● **EXERCISE PROMPT**: Lines that include the word "black" should be copied from the listing that follows.

● **SOURCE MATERIAL**:
BEGIN

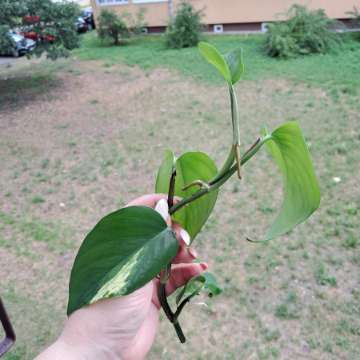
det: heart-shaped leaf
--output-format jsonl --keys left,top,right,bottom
{"left": 155, "top": 151, "right": 218, "bottom": 241}
{"left": 176, "top": 272, "right": 222, "bottom": 305}
{"left": 67, "top": 206, "right": 178, "bottom": 315}
{"left": 260, "top": 121, "right": 321, "bottom": 241}
{"left": 199, "top": 42, "right": 244, "bottom": 85}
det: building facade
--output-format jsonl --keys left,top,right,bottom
{"left": 90, "top": 0, "right": 359, "bottom": 33}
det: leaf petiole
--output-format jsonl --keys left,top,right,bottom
{"left": 170, "top": 135, "right": 272, "bottom": 216}
{"left": 229, "top": 85, "right": 242, "bottom": 179}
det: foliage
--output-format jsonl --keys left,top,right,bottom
{"left": 265, "top": 4, "right": 341, "bottom": 58}
{"left": 68, "top": 42, "right": 320, "bottom": 342}
{"left": 347, "top": 6, "right": 360, "bottom": 40}
{"left": 165, "top": 1, "right": 203, "bottom": 49}
{"left": 0, "top": 25, "right": 14, "bottom": 55}
{"left": 0, "top": 0, "right": 81, "bottom": 59}
{"left": 97, "top": 9, "right": 146, "bottom": 46}
{"left": 75, "top": 32, "right": 360, "bottom": 93}
{"left": 68, "top": 206, "right": 178, "bottom": 314}
{"left": 97, "top": 9, "right": 129, "bottom": 46}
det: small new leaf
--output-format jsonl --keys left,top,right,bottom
{"left": 176, "top": 272, "right": 222, "bottom": 305}
{"left": 198, "top": 42, "right": 244, "bottom": 85}
{"left": 198, "top": 42, "right": 231, "bottom": 83}
{"left": 67, "top": 206, "right": 179, "bottom": 315}
{"left": 225, "top": 48, "right": 245, "bottom": 84}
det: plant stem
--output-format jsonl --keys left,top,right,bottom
{"left": 173, "top": 321, "right": 186, "bottom": 343}
{"left": 169, "top": 135, "right": 272, "bottom": 216}
{"left": 158, "top": 171, "right": 188, "bottom": 344}
{"left": 167, "top": 170, "right": 176, "bottom": 208}
{"left": 210, "top": 146, "right": 235, "bottom": 184}
{"left": 229, "top": 85, "right": 242, "bottom": 178}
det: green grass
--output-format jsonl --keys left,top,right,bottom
{"left": 74, "top": 32, "right": 360, "bottom": 93}
{"left": 0, "top": 211, "right": 74, "bottom": 255}
{"left": 1, "top": 32, "right": 360, "bottom": 359}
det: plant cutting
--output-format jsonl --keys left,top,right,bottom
{"left": 67, "top": 42, "right": 321, "bottom": 344}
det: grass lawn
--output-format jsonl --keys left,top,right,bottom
{"left": 75, "top": 32, "right": 360, "bottom": 95}
{"left": 1, "top": 32, "right": 360, "bottom": 359}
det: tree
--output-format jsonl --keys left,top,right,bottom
{"left": 165, "top": 1, "right": 203, "bottom": 49}
{"left": 97, "top": 10, "right": 130, "bottom": 46}
{"left": 0, "top": 0, "right": 80, "bottom": 59}
{"left": 97, "top": 9, "right": 146, "bottom": 46}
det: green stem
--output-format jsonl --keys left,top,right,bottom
{"left": 210, "top": 85, "right": 242, "bottom": 185}
{"left": 210, "top": 145, "right": 235, "bottom": 184}
{"left": 229, "top": 85, "right": 240, "bottom": 147}
{"left": 169, "top": 135, "right": 272, "bottom": 216}
{"left": 230, "top": 85, "right": 242, "bottom": 178}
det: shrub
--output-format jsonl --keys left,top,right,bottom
{"left": 0, "top": 0, "right": 80, "bottom": 59}
{"left": 97, "top": 9, "right": 146, "bottom": 45}
{"left": 347, "top": 7, "right": 360, "bottom": 40}
{"left": 97, "top": 10, "right": 130, "bottom": 45}
{"left": 166, "top": 1, "right": 203, "bottom": 49}
{"left": 265, "top": 5, "right": 341, "bottom": 58}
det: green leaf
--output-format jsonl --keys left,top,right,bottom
{"left": 198, "top": 42, "right": 231, "bottom": 83}
{"left": 155, "top": 150, "right": 176, "bottom": 194}
{"left": 261, "top": 121, "right": 320, "bottom": 241}
{"left": 156, "top": 151, "right": 218, "bottom": 241}
{"left": 198, "top": 42, "right": 244, "bottom": 84}
{"left": 176, "top": 272, "right": 222, "bottom": 305}
{"left": 224, "top": 48, "right": 245, "bottom": 84}
{"left": 67, "top": 206, "right": 178, "bottom": 315}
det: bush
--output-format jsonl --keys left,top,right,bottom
{"left": 166, "top": 1, "right": 203, "bottom": 49}
{"left": 265, "top": 5, "right": 341, "bottom": 58}
{"left": 0, "top": 0, "right": 80, "bottom": 59}
{"left": 347, "top": 7, "right": 360, "bottom": 40}
{"left": 97, "top": 10, "right": 130, "bottom": 45}
{"left": 97, "top": 9, "right": 146, "bottom": 45}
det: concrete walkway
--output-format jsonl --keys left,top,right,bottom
{"left": 0, "top": 57, "right": 16, "bottom": 67}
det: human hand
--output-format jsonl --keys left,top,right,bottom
{"left": 37, "top": 194, "right": 208, "bottom": 360}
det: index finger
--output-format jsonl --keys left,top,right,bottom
{"left": 125, "top": 194, "right": 168, "bottom": 209}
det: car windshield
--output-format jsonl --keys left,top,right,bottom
{"left": 10, "top": 33, "right": 23, "bottom": 42}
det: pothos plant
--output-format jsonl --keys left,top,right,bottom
{"left": 67, "top": 42, "right": 321, "bottom": 344}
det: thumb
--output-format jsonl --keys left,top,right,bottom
{"left": 154, "top": 198, "right": 171, "bottom": 226}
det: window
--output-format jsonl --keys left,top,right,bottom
{"left": 96, "top": 0, "right": 129, "bottom": 6}
{"left": 132, "top": 0, "right": 167, "bottom": 3}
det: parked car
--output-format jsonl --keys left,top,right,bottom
{"left": 0, "top": 32, "right": 36, "bottom": 57}
{"left": 75, "top": 17, "right": 88, "bottom": 33}
{"left": 21, "top": 27, "right": 56, "bottom": 43}
{"left": 82, "top": 7, "right": 95, "bottom": 30}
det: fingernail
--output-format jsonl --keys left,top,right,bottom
{"left": 179, "top": 228, "right": 191, "bottom": 246}
{"left": 188, "top": 247, "right": 198, "bottom": 259}
{"left": 200, "top": 262, "right": 208, "bottom": 271}
{"left": 154, "top": 199, "right": 169, "bottom": 222}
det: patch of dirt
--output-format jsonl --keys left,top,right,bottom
{"left": 0, "top": 58, "right": 359, "bottom": 360}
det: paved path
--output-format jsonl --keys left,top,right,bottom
{"left": 0, "top": 57, "right": 16, "bottom": 67}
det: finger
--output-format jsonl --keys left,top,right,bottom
{"left": 172, "top": 223, "right": 191, "bottom": 246}
{"left": 154, "top": 198, "right": 170, "bottom": 226}
{"left": 166, "top": 263, "right": 208, "bottom": 296}
{"left": 152, "top": 263, "right": 208, "bottom": 309}
{"left": 126, "top": 194, "right": 182, "bottom": 209}
{"left": 125, "top": 194, "right": 168, "bottom": 209}
{"left": 170, "top": 223, "right": 195, "bottom": 263}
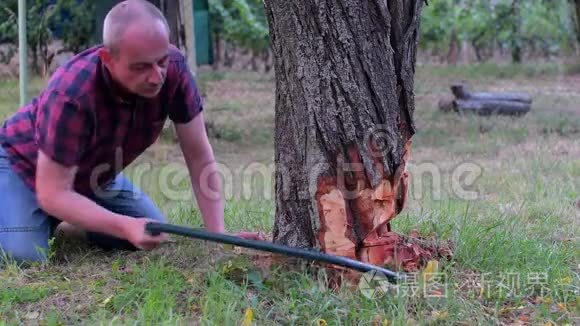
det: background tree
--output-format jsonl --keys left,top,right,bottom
{"left": 263, "top": 0, "right": 439, "bottom": 271}
{"left": 0, "top": 0, "right": 59, "bottom": 75}
{"left": 573, "top": 0, "right": 580, "bottom": 46}
{"left": 209, "top": 0, "right": 270, "bottom": 71}
{"left": 418, "top": 0, "right": 577, "bottom": 63}
{"left": 54, "top": 0, "right": 96, "bottom": 54}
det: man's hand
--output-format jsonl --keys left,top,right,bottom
{"left": 122, "top": 218, "right": 168, "bottom": 250}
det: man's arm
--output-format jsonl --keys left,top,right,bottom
{"left": 175, "top": 111, "right": 225, "bottom": 233}
{"left": 36, "top": 151, "right": 165, "bottom": 250}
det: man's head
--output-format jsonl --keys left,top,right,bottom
{"left": 99, "top": 0, "right": 170, "bottom": 98}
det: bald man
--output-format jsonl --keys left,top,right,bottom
{"left": 0, "top": 0, "right": 262, "bottom": 263}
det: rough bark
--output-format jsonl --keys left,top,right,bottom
{"left": 213, "top": 34, "right": 221, "bottom": 70}
{"left": 153, "top": 0, "right": 184, "bottom": 48}
{"left": 446, "top": 30, "right": 459, "bottom": 66}
{"left": 263, "top": 0, "right": 443, "bottom": 272}
{"left": 575, "top": 0, "right": 580, "bottom": 46}
{"left": 510, "top": 0, "right": 522, "bottom": 63}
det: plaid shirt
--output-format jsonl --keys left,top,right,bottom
{"left": 0, "top": 44, "right": 203, "bottom": 196}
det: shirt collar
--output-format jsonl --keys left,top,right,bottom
{"left": 99, "top": 61, "right": 139, "bottom": 105}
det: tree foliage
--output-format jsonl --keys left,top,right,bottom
{"left": 0, "top": 0, "right": 577, "bottom": 71}
{"left": 419, "top": 0, "right": 578, "bottom": 62}
{"left": 54, "top": 0, "right": 97, "bottom": 54}
{"left": 0, "top": 0, "right": 58, "bottom": 73}
{"left": 0, "top": 0, "right": 96, "bottom": 74}
{"left": 209, "top": 0, "right": 269, "bottom": 52}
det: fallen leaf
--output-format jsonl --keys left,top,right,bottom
{"left": 25, "top": 311, "right": 39, "bottom": 320}
{"left": 372, "top": 314, "right": 382, "bottom": 326}
{"left": 519, "top": 315, "right": 530, "bottom": 323}
{"left": 191, "top": 304, "right": 199, "bottom": 313}
{"left": 422, "top": 260, "right": 439, "bottom": 282}
{"left": 241, "top": 308, "right": 253, "bottom": 326}
{"left": 316, "top": 319, "right": 327, "bottom": 326}
{"left": 556, "top": 303, "right": 567, "bottom": 312}
{"left": 223, "top": 244, "right": 235, "bottom": 251}
{"left": 431, "top": 310, "right": 449, "bottom": 320}
{"left": 99, "top": 295, "right": 113, "bottom": 307}
{"left": 500, "top": 307, "right": 514, "bottom": 316}
{"left": 558, "top": 276, "right": 572, "bottom": 285}
{"left": 371, "top": 315, "right": 390, "bottom": 326}
{"left": 537, "top": 296, "right": 553, "bottom": 305}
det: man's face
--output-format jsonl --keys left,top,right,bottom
{"left": 101, "top": 21, "right": 170, "bottom": 98}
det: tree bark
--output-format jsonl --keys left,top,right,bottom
{"left": 446, "top": 30, "right": 459, "bottom": 65}
{"left": 163, "top": 0, "right": 184, "bottom": 49}
{"left": 510, "top": 0, "right": 522, "bottom": 63}
{"left": 213, "top": 34, "right": 221, "bottom": 70}
{"left": 180, "top": 0, "right": 197, "bottom": 72}
{"left": 262, "top": 47, "right": 272, "bottom": 73}
{"left": 264, "top": 0, "right": 438, "bottom": 272}
{"left": 574, "top": 0, "right": 580, "bottom": 46}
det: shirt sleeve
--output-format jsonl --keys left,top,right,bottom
{"left": 167, "top": 54, "right": 204, "bottom": 124}
{"left": 34, "top": 91, "right": 94, "bottom": 167}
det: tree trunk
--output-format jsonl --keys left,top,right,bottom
{"left": 180, "top": 0, "right": 197, "bottom": 72}
{"left": 574, "top": 0, "right": 580, "bottom": 46}
{"left": 213, "top": 34, "right": 221, "bottom": 70}
{"left": 262, "top": 47, "right": 271, "bottom": 73}
{"left": 263, "top": 0, "right": 442, "bottom": 272}
{"left": 163, "top": 0, "right": 184, "bottom": 48}
{"left": 510, "top": 0, "right": 522, "bottom": 63}
{"left": 251, "top": 49, "right": 259, "bottom": 71}
{"left": 446, "top": 30, "right": 459, "bottom": 65}
{"left": 224, "top": 42, "right": 234, "bottom": 68}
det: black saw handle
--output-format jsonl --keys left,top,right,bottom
{"left": 146, "top": 222, "right": 404, "bottom": 283}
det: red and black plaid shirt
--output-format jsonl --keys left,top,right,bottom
{"left": 0, "top": 44, "right": 203, "bottom": 196}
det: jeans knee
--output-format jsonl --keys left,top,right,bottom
{"left": 0, "top": 239, "right": 49, "bottom": 264}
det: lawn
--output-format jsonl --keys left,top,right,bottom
{"left": 0, "top": 63, "right": 578, "bottom": 325}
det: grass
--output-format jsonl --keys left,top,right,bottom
{"left": 0, "top": 62, "right": 579, "bottom": 324}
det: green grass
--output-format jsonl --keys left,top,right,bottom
{"left": 0, "top": 64, "right": 579, "bottom": 324}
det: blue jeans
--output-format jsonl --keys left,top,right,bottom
{"left": 0, "top": 146, "right": 166, "bottom": 263}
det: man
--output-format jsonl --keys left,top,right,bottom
{"left": 0, "top": 0, "right": 262, "bottom": 263}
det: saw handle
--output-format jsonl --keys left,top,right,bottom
{"left": 146, "top": 223, "right": 162, "bottom": 236}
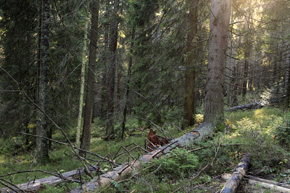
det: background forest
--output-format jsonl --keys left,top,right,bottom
{"left": 1, "top": 0, "right": 290, "bottom": 192}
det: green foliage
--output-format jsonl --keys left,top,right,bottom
{"left": 231, "top": 116, "right": 287, "bottom": 173}
{"left": 40, "top": 182, "right": 79, "bottom": 193}
{"left": 226, "top": 108, "right": 283, "bottom": 127}
{"left": 150, "top": 148, "right": 199, "bottom": 178}
{"left": 275, "top": 115, "right": 290, "bottom": 148}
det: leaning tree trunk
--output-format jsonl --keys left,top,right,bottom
{"left": 203, "top": 0, "right": 231, "bottom": 125}
{"left": 183, "top": 0, "right": 199, "bottom": 128}
{"left": 80, "top": 0, "right": 99, "bottom": 155}
{"left": 36, "top": 0, "right": 50, "bottom": 164}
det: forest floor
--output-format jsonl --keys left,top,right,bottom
{"left": 1, "top": 107, "right": 290, "bottom": 192}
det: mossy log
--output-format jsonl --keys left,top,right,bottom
{"left": 220, "top": 153, "right": 251, "bottom": 193}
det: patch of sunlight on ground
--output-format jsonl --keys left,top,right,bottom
{"left": 0, "top": 156, "right": 6, "bottom": 164}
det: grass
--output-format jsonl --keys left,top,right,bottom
{"left": 225, "top": 107, "right": 284, "bottom": 127}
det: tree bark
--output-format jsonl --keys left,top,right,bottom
{"left": 76, "top": 15, "right": 89, "bottom": 148}
{"left": 121, "top": 28, "right": 135, "bottom": 140}
{"left": 227, "top": 10, "right": 234, "bottom": 107}
{"left": 203, "top": 0, "right": 231, "bottom": 125}
{"left": 106, "top": 0, "right": 120, "bottom": 137}
{"left": 80, "top": 0, "right": 99, "bottom": 154}
{"left": 242, "top": 20, "right": 250, "bottom": 98}
{"left": 183, "top": 0, "right": 198, "bottom": 128}
{"left": 36, "top": 0, "right": 50, "bottom": 164}
{"left": 285, "top": 50, "right": 290, "bottom": 109}
{"left": 242, "top": 56, "right": 249, "bottom": 97}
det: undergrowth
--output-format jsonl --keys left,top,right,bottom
{"left": 1, "top": 108, "right": 290, "bottom": 192}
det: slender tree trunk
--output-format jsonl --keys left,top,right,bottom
{"left": 121, "top": 28, "right": 135, "bottom": 140}
{"left": 256, "top": 54, "right": 261, "bottom": 89}
{"left": 285, "top": 50, "right": 290, "bottom": 93}
{"left": 116, "top": 72, "right": 121, "bottom": 114}
{"left": 249, "top": 59, "right": 253, "bottom": 92}
{"left": 285, "top": 51, "right": 290, "bottom": 108}
{"left": 243, "top": 56, "right": 249, "bottom": 97}
{"left": 203, "top": 0, "right": 231, "bottom": 125}
{"left": 106, "top": 0, "right": 120, "bottom": 137}
{"left": 80, "top": 0, "right": 99, "bottom": 154}
{"left": 227, "top": 10, "right": 234, "bottom": 106}
{"left": 76, "top": 17, "right": 89, "bottom": 148}
{"left": 276, "top": 46, "right": 282, "bottom": 95}
{"left": 36, "top": 0, "right": 50, "bottom": 164}
{"left": 243, "top": 21, "right": 250, "bottom": 98}
{"left": 273, "top": 51, "right": 277, "bottom": 93}
{"left": 183, "top": 0, "right": 198, "bottom": 128}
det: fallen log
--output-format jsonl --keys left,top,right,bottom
{"left": 245, "top": 175, "right": 290, "bottom": 192}
{"left": 70, "top": 122, "right": 214, "bottom": 193}
{"left": 227, "top": 96, "right": 286, "bottom": 112}
{"left": 228, "top": 102, "right": 262, "bottom": 112}
{"left": 222, "top": 174, "right": 290, "bottom": 192}
{"left": 220, "top": 153, "right": 251, "bottom": 193}
{"left": 0, "top": 166, "right": 97, "bottom": 193}
{"left": 247, "top": 178, "right": 290, "bottom": 192}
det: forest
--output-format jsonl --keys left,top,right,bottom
{"left": 1, "top": 0, "right": 290, "bottom": 192}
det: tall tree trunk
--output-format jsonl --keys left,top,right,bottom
{"left": 285, "top": 51, "right": 290, "bottom": 109}
{"left": 116, "top": 72, "right": 121, "bottom": 114}
{"left": 276, "top": 46, "right": 282, "bottom": 95}
{"left": 76, "top": 16, "right": 89, "bottom": 148}
{"left": 106, "top": 0, "right": 120, "bottom": 137}
{"left": 203, "top": 0, "right": 231, "bottom": 125}
{"left": 285, "top": 49, "right": 290, "bottom": 94}
{"left": 80, "top": 0, "right": 99, "bottom": 154}
{"left": 121, "top": 28, "right": 135, "bottom": 140}
{"left": 227, "top": 10, "right": 234, "bottom": 106}
{"left": 243, "top": 21, "right": 250, "bottom": 98}
{"left": 183, "top": 0, "right": 198, "bottom": 128}
{"left": 36, "top": 0, "right": 50, "bottom": 164}
{"left": 243, "top": 55, "right": 249, "bottom": 97}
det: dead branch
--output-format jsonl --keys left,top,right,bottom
{"left": 0, "top": 166, "right": 94, "bottom": 193}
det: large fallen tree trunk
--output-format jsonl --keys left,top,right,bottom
{"left": 220, "top": 153, "right": 251, "bottom": 193}
{"left": 70, "top": 122, "right": 214, "bottom": 193}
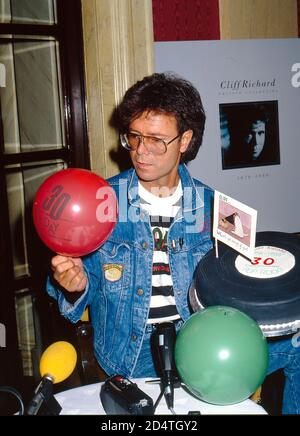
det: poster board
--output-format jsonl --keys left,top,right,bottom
{"left": 155, "top": 39, "right": 300, "bottom": 232}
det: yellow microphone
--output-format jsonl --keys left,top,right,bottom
{"left": 39, "top": 341, "right": 77, "bottom": 383}
{"left": 26, "top": 341, "right": 77, "bottom": 415}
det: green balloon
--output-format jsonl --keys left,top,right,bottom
{"left": 175, "top": 306, "right": 268, "bottom": 405}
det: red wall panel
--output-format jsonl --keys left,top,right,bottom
{"left": 152, "top": 0, "right": 220, "bottom": 41}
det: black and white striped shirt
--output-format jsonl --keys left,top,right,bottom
{"left": 138, "top": 182, "right": 183, "bottom": 324}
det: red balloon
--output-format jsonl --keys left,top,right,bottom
{"left": 33, "top": 168, "right": 118, "bottom": 257}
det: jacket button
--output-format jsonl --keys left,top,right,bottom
{"left": 131, "top": 334, "right": 137, "bottom": 341}
{"left": 142, "top": 242, "right": 148, "bottom": 250}
{"left": 137, "top": 288, "right": 144, "bottom": 296}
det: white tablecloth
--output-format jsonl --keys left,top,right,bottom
{"left": 55, "top": 379, "right": 267, "bottom": 415}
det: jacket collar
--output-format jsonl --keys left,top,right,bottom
{"left": 128, "top": 164, "right": 204, "bottom": 212}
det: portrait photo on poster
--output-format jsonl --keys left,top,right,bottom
{"left": 219, "top": 100, "right": 280, "bottom": 170}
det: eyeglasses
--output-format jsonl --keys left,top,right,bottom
{"left": 120, "top": 132, "right": 182, "bottom": 155}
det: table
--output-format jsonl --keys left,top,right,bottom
{"left": 55, "top": 379, "right": 267, "bottom": 415}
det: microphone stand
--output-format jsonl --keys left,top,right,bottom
{"left": 25, "top": 375, "right": 62, "bottom": 416}
{"left": 152, "top": 322, "right": 181, "bottom": 414}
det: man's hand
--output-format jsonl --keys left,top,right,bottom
{"left": 51, "top": 255, "right": 87, "bottom": 293}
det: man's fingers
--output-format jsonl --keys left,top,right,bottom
{"left": 51, "top": 255, "right": 85, "bottom": 292}
{"left": 54, "top": 266, "right": 86, "bottom": 292}
{"left": 51, "top": 255, "right": 70, "bottom": 268}
{"left": 64, "top": 269, "right": 87, "bottom": 292}
{"left": 54, "top": 259, "right": 76, "bottom": 274}
{"left": 69, "top": 272, "right": 87, "bottom": 292}
{"left": 51, "top": 256, "right": 83, "bottom": 272}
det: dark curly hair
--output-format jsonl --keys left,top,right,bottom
{"left": 113, "top": 72, "right": 206, "bottom": 163}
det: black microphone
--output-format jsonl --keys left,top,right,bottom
{"left": 26, "top": 376, "right": 55, "bottom": 416}
{"left": 154, "top": 322, "right": 178, "bottom": 411}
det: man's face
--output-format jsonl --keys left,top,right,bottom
{"left": 129, "top": 111, "right": 192, "bottom": 190}
{"left": 245, "top": 120, "right": 266, "bottom": 160}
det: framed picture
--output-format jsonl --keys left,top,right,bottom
{"left": 220, "top": 100, "right": 280, "bottom": 170}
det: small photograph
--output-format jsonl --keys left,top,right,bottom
{"left": 219, "top": 100, "right": 280, "bottom": 170}
{"left": 213, "top": 191, "right": 257, "bottom": 260}
{"left": 218, "top": 204, "right": 251, "bottom": 248}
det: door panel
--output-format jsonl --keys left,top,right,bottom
{"left": 0, "top": 39, "right": 65, "bottom": 154}
{"left": 0, "top": 0, "right": 57, "bottom": 25}
{"left": 0, "top": 0, "right": 88, "bottom": 393}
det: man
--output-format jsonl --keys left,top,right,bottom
{"left": 47, "top": 73, "right": 299, "bottom": 414}
{"left": 245, "top": 118, "right": 266, "bottom": 161}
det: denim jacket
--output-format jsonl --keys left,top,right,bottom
{"left": 47, "top": 164, "right": 214, "bottom": 376}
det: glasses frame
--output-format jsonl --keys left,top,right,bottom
{"left": 120, "top": 132, "right": 182, "bottom": 155}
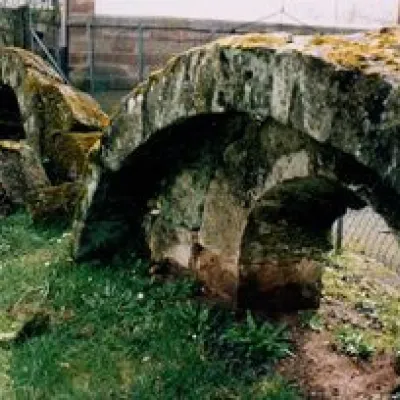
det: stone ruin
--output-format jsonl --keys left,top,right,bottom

END

● **YOUR RESPONSE**:
det: black saw handle
det: red and black plaid shirt
det: black and white striped shirt
det: black microphone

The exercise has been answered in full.